### Selection
We realised that we needed three different organisations, with different leadership, different goals and separate P&Ls. Today each of our verticals is run by strong leaders that have a clear mandate to make each vertical profitable.
At present, what is your strongest growth driver?
Our biggest growth driver is undoubtedly our Content Creator engine which has ensured that every brand we have bought in 2021 has grown between 200 per cent to 400 per cent in the last year. This strategic moat is proprietary and allows us to cross-sell every new brand to our existing customer base. We have 12 million transacted customers and have a 12-month retention rate of 45-50 per cent. This high new user acquisition coupled with extremely strong repeat behaviour is fuelling our growth.
Our acquisition strategy too, in fact, was not to fuel growth but to fill up all the pieces of our strategic ‘Content Creator Commerce’ puzzle. Every asset was well-thought out for what the synergy will be with the group.

### Supplied data
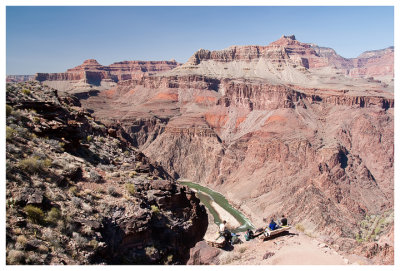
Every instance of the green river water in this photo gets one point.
(207, 196)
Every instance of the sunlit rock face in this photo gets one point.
(287, 128)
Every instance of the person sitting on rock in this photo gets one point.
(222, 226)
(222, 229)
(283, 221)
(273, 225)
(249, 235)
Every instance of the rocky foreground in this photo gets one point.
(78, 193)
(286, 128)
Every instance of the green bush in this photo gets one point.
(53, 216)
(130, 187)
(35, 214)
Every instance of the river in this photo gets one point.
(209, 198)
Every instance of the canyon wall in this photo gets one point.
(288, 128)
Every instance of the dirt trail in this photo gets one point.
(295, 248)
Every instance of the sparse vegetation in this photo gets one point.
(112, 191)
(8, 110)
(300, 227)
(35, 214)
(53, 216)
(95, 177)
(34, 164)
(26, 91)
(10, 133)
(74, 190)
(21, 241)
(130, 187)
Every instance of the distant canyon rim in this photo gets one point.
(287, 128)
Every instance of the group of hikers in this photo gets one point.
(231, 238)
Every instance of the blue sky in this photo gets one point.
(53, 39)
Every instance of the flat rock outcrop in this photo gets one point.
(91, 74)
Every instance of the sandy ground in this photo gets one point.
(294, 248)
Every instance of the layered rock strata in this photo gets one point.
(91, 74)
(78, 193)
(278, 129)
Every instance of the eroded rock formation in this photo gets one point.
(282, 128)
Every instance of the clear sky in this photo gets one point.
(53, 39)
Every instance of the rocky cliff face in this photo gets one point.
(19, 78)
(78, 193)
(288, 60)
(282, 128)
(91, 74)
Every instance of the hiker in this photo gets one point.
(222, 226)
(249, 235)
(273, 225)
(283, 221)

### Tasks to perform
1 > Extract the stretch of the interview from "Our biggest growth" through "with the group.", word for word.
2 > In the listing, rewrite the lines from the one containing "Every instance of the hiker" through the end of the listing, switching "hiker" to "walker" and leaving everything else unchanged.

### Results of the exercise
1 >
Our biggest growth driver is undoubtedly our Content Creator engine which has ensured that every brand we have bought in 2021 has grown between 200 per cent to 400 per cent in the last year. This strategic moat is proprietary and allows us to cross-sell every new brand to our existing customer base. We have 12 million transacted customers and have a 12-month retention rate of 45-50 per cent. This high new user acquisition coupled with extremely strong repeat behaviour is fuelling our growth.
Our acquisition strategy too, in fact, was not to fuel growth but to fill up all the pieces of our strategic ‘Content Creator Commerce’ puzzle. Every asset was well-thought out for what the synergy will be with the group.

2 >
Every instance of the walker in this photo gets one point.
(222, 226)
(249, 235)
(273, 225)
(283, 221)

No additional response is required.